[Voci di dati raccolte]
────────────────
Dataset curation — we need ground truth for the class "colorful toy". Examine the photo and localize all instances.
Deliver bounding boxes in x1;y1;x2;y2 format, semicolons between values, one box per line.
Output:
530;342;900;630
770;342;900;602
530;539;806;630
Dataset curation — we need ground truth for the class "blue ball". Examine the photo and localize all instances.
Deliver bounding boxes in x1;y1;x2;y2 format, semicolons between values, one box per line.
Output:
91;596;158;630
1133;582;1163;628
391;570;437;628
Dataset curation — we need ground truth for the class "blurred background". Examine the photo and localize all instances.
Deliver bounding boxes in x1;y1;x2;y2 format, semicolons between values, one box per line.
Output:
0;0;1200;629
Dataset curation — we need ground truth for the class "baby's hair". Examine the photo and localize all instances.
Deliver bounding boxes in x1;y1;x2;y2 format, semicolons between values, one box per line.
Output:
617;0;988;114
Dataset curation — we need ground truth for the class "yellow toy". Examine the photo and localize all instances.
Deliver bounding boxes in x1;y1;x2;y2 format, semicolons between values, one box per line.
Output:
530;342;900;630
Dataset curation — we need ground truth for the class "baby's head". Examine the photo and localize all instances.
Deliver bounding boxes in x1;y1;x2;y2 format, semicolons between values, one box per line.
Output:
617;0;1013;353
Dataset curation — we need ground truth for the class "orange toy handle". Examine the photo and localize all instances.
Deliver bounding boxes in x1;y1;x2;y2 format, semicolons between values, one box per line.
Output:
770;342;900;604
────────────────
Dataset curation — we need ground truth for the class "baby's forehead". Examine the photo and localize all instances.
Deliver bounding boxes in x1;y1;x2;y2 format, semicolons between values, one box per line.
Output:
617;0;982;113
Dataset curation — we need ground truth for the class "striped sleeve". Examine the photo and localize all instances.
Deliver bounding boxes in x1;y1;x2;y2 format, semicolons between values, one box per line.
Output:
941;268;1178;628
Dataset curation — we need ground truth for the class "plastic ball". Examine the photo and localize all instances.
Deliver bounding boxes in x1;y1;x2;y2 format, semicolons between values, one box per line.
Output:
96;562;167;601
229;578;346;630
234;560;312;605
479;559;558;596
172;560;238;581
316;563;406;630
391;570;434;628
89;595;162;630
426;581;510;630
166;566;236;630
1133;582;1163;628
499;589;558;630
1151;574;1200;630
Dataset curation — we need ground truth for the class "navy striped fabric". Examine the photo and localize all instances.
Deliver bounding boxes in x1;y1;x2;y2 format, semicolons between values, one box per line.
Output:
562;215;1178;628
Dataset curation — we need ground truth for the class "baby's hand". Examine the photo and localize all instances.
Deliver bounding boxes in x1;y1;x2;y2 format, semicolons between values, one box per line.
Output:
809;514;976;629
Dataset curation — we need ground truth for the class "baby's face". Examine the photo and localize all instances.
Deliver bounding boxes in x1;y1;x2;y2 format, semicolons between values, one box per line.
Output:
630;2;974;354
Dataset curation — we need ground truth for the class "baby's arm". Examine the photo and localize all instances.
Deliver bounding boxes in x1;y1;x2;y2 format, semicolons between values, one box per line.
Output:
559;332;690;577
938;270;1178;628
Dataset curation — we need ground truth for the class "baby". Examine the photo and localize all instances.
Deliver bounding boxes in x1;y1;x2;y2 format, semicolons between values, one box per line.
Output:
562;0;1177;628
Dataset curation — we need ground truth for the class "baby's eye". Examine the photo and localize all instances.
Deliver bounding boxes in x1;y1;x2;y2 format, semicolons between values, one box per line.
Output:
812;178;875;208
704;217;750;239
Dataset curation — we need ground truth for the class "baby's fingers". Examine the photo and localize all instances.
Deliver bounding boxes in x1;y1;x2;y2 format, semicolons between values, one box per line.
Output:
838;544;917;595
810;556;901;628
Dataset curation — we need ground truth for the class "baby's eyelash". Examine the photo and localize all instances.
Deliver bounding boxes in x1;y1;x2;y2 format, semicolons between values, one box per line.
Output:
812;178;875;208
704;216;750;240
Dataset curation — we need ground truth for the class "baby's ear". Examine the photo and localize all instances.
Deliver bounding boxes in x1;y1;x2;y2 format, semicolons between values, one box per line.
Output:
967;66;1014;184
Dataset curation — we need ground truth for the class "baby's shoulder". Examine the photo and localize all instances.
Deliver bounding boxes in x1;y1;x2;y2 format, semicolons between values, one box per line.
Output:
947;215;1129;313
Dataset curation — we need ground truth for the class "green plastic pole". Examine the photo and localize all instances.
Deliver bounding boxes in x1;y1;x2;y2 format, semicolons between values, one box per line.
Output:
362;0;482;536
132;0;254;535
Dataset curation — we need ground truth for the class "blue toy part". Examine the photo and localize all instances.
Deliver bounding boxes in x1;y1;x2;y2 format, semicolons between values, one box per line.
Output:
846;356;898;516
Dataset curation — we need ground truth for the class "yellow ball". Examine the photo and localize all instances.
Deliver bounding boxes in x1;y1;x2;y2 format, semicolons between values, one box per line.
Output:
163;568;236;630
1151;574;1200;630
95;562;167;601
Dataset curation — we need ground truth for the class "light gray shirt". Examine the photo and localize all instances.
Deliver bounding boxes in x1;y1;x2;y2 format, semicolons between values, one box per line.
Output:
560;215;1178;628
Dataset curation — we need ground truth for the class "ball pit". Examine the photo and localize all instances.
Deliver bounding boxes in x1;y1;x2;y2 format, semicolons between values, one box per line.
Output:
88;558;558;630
────────────────
▶ _OBIETTIVO_
Filtra le righe qui sopra: quali contengono la stringa "blue"? Copiale tutte per intero, distinguendo tra maiuscole e minuscole.

▶ _SOLUZIONE QUI SOTTO_
Dataset curation — we need ground truth for the class "blue ball". Examine the photo and localize all instances.
Dataset curation — we need ground truth for the class "blue toy part". Examine the photo and localize all instances.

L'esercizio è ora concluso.